→ **What this task involves**
Continue the personal story about a long-distance love between Europe and India, picking up right after its last sentence.

→ **Source extract**
I'm writing my story wishing to find people who understand my choice. I'm so tired of discouraging comments from people who are not hopeless romantics!
I have found the Right One. No doubt of that. He lives almost 7 000 kilometers away - he in India, me in Europe.
Our love story started on the night he proposed me. Before that night, I had no idea he had romantic feelings for me. He was just a good brother-like friend whom I had known for many years. We originally met each other in a religious web group, so even my Atheist friends admit that God brought us together ;-) Little by little we noticed how we think alike in almost everything and we became good friends. We had marvellous discussions of how to be a better person and devotee of God in daily life, but we also talked a lot about my children; he got very fond of them and became like a godfather to them. What I didn't realize was that he secretly fell in love with me. But I was (unhappily) married and he was a true gentleman. He never even tried to flirt with me before my divorce. He kept telling me marriage is not for him but he is interested in religious bachelor life instead. And when I finally dared to tell him I had bad problems in my marriage, he never tried to benefit of the situation, instead he found me 'save your marriage' guides and tried to give me tips how to deal with my ex-husband to make him mine again!!

→ **Data provided**

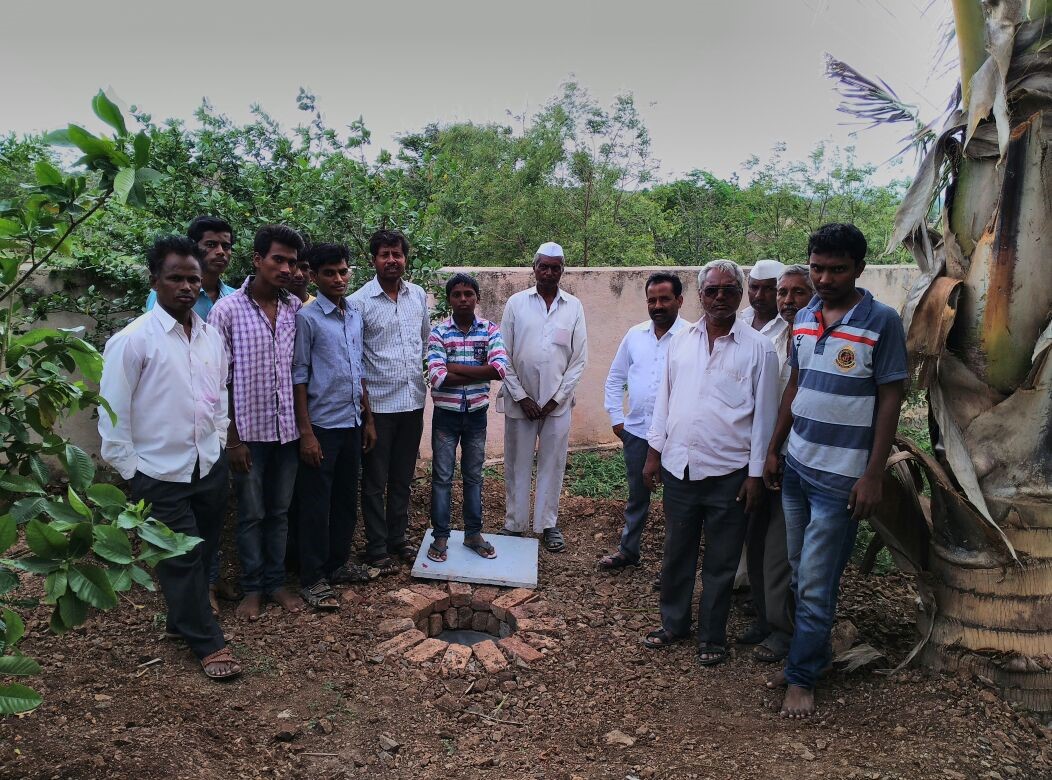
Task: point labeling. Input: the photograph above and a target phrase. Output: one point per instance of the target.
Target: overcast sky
(715, 81)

→ **Written answer**
Before his proposal, we had met face to face only once when he happened to have a work trip in Europe and he decided to visit us as well. I think anyone else but a hopeless romantic would have answered 'no way' to such a proposal. But not me. I suddenly found myself smiling to him and telling him to visit me again and then we would talk more! Less than a week later I was completely in love and that feelings has only grown stronger week by week, month by month... We've been together like this 13 months now.
During these 13 months, my life has been like a fairy tale, like a sweetest romantic film or a novel. In good and bad. He is just perfect for me and a hopeless romantic as well (something that I never knew about him before my divorce, which must be the reason I didn't have a crush on him those days ;). He really makes me believe I'm special and not alone, daily. He lives physically so far away but in the level of souls, closer in my heart than my own blood.
We have met twice after his proposal. After half a year of visa hassle, he met me last December in my country. He arrived on Sunday and bought me an engagement ring on Monday. He charmed my family and friends.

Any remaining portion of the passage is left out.